Entries from a point annotation set:
----------------
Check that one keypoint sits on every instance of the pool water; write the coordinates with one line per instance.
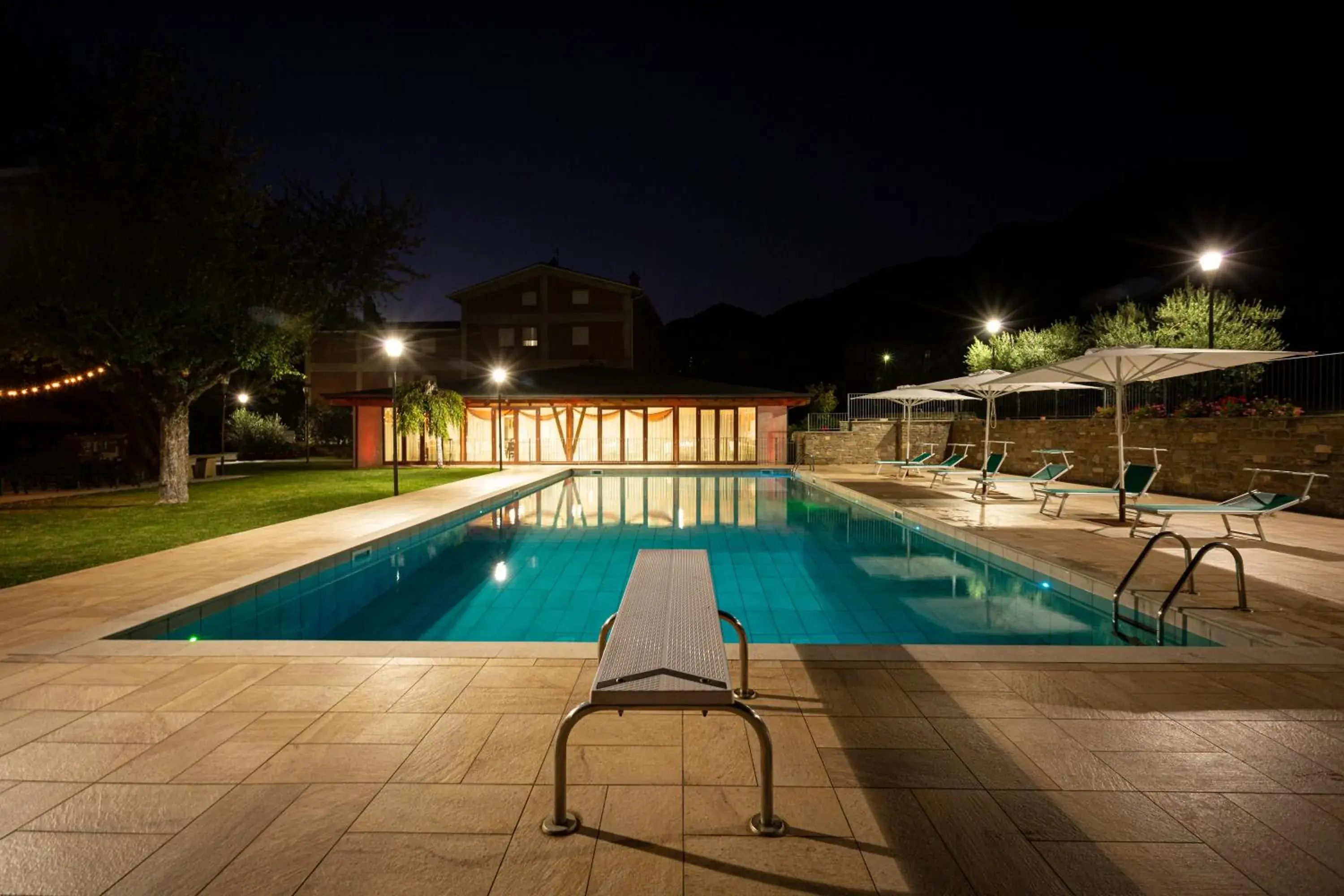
(793, 562)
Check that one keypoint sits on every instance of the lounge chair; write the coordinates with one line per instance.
(951, 462)
(1047, 473)
(918, 460)
(1137, 480)
(1252, 504)
(990, 469)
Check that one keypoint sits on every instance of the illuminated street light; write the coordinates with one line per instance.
(394, 349)
(498, 377)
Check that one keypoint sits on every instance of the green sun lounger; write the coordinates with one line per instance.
(1047, 473)
(992, 465)
(1137, 480)
(918, 460)
(1253, 504)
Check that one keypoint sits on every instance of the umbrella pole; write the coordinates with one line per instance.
(1120, 437)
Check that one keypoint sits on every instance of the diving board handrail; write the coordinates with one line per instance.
(1187, 581)
(1116, 617)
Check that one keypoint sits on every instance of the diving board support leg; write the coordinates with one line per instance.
(744, 691)
(564, 823)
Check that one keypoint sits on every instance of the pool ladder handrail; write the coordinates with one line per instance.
(1187, 579)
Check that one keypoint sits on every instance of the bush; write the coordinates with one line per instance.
(254, 436)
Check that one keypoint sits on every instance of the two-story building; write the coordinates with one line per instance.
(581, 358)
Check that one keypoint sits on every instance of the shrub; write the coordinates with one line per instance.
(254, 436)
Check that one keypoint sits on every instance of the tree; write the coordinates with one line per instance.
----------------
● **Goal of the exercise**: Every entry above is to be set down exactly; the pictures are to be left out.

● **Correct answer**:
Check that one keypoint sits on every instance of the pool water; write the coordinates with one line per instance.
(793, 562)
Check that one keypoint sits on every instance of the lounge chair; write the coordinates with one line per instance.
(951, 462)
(1047, 473)
(918, 460)
(1137, 480)
(1252, 504)
(990, 469)
Check that one keypoint sits on every instance of the illuminated street light; write the coordinates with one line per instance.
(394, 349)
(498, 377)
Check that one keypoint sits on every instance of the green sun lounger; write the coordinates with one line per instance.
(1047, 473)
(992, 465)
(1137, 480)
(918, 460)
(1253, 504)
Check that one keypoint sits on every instance of the umbrella pole; write the coordinates with one line per instance.
(1120, 437)
Check that one keypoint sits on every instance of the diving board handrail; write the coordinates with one line per instance.
(1187, 581)
(1116, 617)
Check that one keypoint sits on every instance of the diving board support leg; write the coordinates with one line per instance.
(744, 691)
(564, 823)
Check that one keypoint sits on every instance of the pool ladder handrail; write the coordinates with one line per instance.
(1187, 579)
Check that one keypoint sits on every instance of the bush; write the coordinates with one line per instance.
(254, 436)
Check that one keypoint sits on every instance of the two-story building; write the coordinates with one line per instance.
(581, 358)
Check that one keypoint sits on every instance of the shrub; write the coordinates with one line per instance.
(254, 436)
Check that one keypoint sits on every instance of the tree; write the coordinates with one line per instance.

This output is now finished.